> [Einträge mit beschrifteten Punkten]
- - - -

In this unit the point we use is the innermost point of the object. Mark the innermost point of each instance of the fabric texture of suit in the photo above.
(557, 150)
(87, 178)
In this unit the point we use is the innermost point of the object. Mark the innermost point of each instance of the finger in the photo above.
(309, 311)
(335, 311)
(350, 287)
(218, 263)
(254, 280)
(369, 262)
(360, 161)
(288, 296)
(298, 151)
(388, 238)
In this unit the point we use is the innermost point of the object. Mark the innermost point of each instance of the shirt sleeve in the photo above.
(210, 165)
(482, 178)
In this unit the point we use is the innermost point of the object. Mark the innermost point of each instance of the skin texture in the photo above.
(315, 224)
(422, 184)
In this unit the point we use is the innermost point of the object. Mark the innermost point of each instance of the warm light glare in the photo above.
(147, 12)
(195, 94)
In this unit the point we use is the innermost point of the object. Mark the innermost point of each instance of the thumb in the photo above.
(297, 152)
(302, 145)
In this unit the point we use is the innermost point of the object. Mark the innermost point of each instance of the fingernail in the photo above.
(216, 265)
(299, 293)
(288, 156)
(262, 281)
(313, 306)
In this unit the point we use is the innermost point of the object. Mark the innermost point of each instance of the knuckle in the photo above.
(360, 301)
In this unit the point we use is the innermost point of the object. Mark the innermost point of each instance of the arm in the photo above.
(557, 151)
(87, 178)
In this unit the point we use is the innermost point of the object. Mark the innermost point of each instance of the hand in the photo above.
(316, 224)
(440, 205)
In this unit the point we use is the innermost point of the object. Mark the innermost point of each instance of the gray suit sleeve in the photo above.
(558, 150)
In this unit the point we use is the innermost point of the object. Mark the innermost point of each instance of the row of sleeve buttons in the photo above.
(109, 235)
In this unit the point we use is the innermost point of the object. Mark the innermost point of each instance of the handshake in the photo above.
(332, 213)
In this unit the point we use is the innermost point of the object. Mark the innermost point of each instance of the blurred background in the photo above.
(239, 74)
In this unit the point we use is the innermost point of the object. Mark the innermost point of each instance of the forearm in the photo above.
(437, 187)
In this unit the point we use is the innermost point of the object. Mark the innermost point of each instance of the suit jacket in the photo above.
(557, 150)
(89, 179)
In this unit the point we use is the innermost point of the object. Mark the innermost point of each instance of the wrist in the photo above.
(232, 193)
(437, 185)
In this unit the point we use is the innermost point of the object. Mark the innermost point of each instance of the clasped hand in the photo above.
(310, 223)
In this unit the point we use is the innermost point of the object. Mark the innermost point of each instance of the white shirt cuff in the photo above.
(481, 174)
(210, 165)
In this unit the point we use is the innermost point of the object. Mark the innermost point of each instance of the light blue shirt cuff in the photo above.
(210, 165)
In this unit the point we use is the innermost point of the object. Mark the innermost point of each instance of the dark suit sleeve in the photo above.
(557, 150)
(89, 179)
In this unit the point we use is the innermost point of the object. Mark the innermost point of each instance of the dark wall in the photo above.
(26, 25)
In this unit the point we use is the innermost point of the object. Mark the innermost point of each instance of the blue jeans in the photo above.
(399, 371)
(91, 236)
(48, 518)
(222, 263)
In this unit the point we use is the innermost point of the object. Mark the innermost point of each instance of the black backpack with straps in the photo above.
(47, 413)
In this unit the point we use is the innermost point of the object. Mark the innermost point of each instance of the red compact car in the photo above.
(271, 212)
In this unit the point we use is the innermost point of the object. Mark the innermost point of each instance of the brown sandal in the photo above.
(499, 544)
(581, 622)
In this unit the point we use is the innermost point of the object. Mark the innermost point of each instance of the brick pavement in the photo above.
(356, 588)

- - - -

Gib alle obigen Einträge wortgetreu und ohne Auslassung wieder.

> [Vollständige Antwort]
In this unit the point we use is the innermost point of the object. Mark the innermost point of each instance of the fabric texture of suit in the photo above.
(557, 150)
(87, 178)
In this unit the point we use is the innermost point of the object. Mark the innermost point of each instance of the finger in the photo above.
(309, 311)
(335, 311)
(350, 287)
(218, 263)
(254, 280)
(369, 262)
(360, 161)
(288, 296)
(298, 151)
(388, 238)
In this unit the point we use is the innermost point of the object. Mark the innermost point of each instance of the shirt sleeve in the photo above.
(210, 165)
(482, 178)
In this unit the point we use is the innermost point of the object. Mark the innermost point of each instance of the skin texture in the photo above.
(315, 224)
(422, 184)
In this unit the point we use is the innermost point of the object. Mark the innermost point of each instance of the warm light glare in the photo above.
(147, 12)
(195, 94)
In this unit the point we use is the innermost point of the object. Mark the innermost point of each instance of the thumb in the photo above.
(297, 152)
(302, 145)
In this unit the point we use is the innermost point of the object. Mark the innermost point of each instance of the fingernail in the photo above.
(216, 265)
(299, 293)
(288, 156)
(262, 281)
(313, 306)
In this unit the point we use is the innermost point of the object. Mark the innermost point of each instance of the knuckle in the photo above.
(360, 301)
In this unit the point we use is the innermost point of the object. Mark the innermost point of each instance of the arm in the photo above.
(557, 151)
(87, 178)
In this unit the point we use is the innermost point of the object. Mark the innermost point of each instance of the hand in the photo above.
(316, 224)
(440, 205)
In this unit the point we use is the innermost point of the object. Mark the innermost point of each instance of the gray suit sleeve in the photo above.
(558, 150)
In this unit the point we use is the innermost point of the object. Mark the innermost point of each instance of the row of sleeve buttons in the photo above.
(109, 235)
In this unit the point we use is the innermost point of the object. Mark the innermost point of each instance of the handshake in the photo above.
(332, 213)
In this unit the point we use is the innermost point of the object. Mark the innermost point of each instance of the blurred background in the photo above.
(239, 74)
In this unit the point we use is the innermost point of the object. Mark the innermost point of each instance of the forearm in the photo above.
(437, 187)
In this unit the point we use is the innermost point of the object. Mark the innermost point of each instance of the suit jacket in the photo above.
(557, 150)
(89, 179)
In this unit the point we use is the innermost point of the object. Mark the innermost point of each instance of the wrist in the photo above.
(232, 193)
(437, 185)
In this unit the point we use is the innermost point of the object. Mark the innermost point of each instance of the clasped hand in the photo above.
(310, 223)
In this unit the point we use is the innermost point of the object. Mark the innermost point of each instance of the white shirt cuff in the photo above.
(481, 174)
(210, 165)
In this unit the point we use is the innermost point of the object. Mark the innermost point of each instance of the light blue shirt cuff in the photo above.
(210, 165)
In this unit the point we use is the innermost point of the object. Mark the innermost point of each instance of the dark suit sleeve in the photo above.
(557, 150)
(89, 179)
In this unit the point we use is the innermost point of the object. Mark the innermost point of each instance of the dark wall in the photo above.
(26, 25)
In this unit the point we use is the innermost point of the object. Mark the innermost point of each instance of the blue jeans in the photo above.
(399, 371)
(91, 236)
(48, 518)
(222, 263)
In this unit the point we use is the innermost point of the object. Mark the innermost point of each instance of the black backpack with straps in the photo above.
(47, 413)
In this unit the point we use is the innermost point of the object. Mark the innermost point of each instance of the red compact car in the photo above.
(271, 212)
In this unit the point we use is the innermost point of the object. Mark the innermost point of each instance of the brown sandal in the photo above.
(499, 544)
(581, 622)
In this unit the point we use is the innermost point of the object. Mark the innermost point of each instance of the brick pavement in the photo above.
(356, 588)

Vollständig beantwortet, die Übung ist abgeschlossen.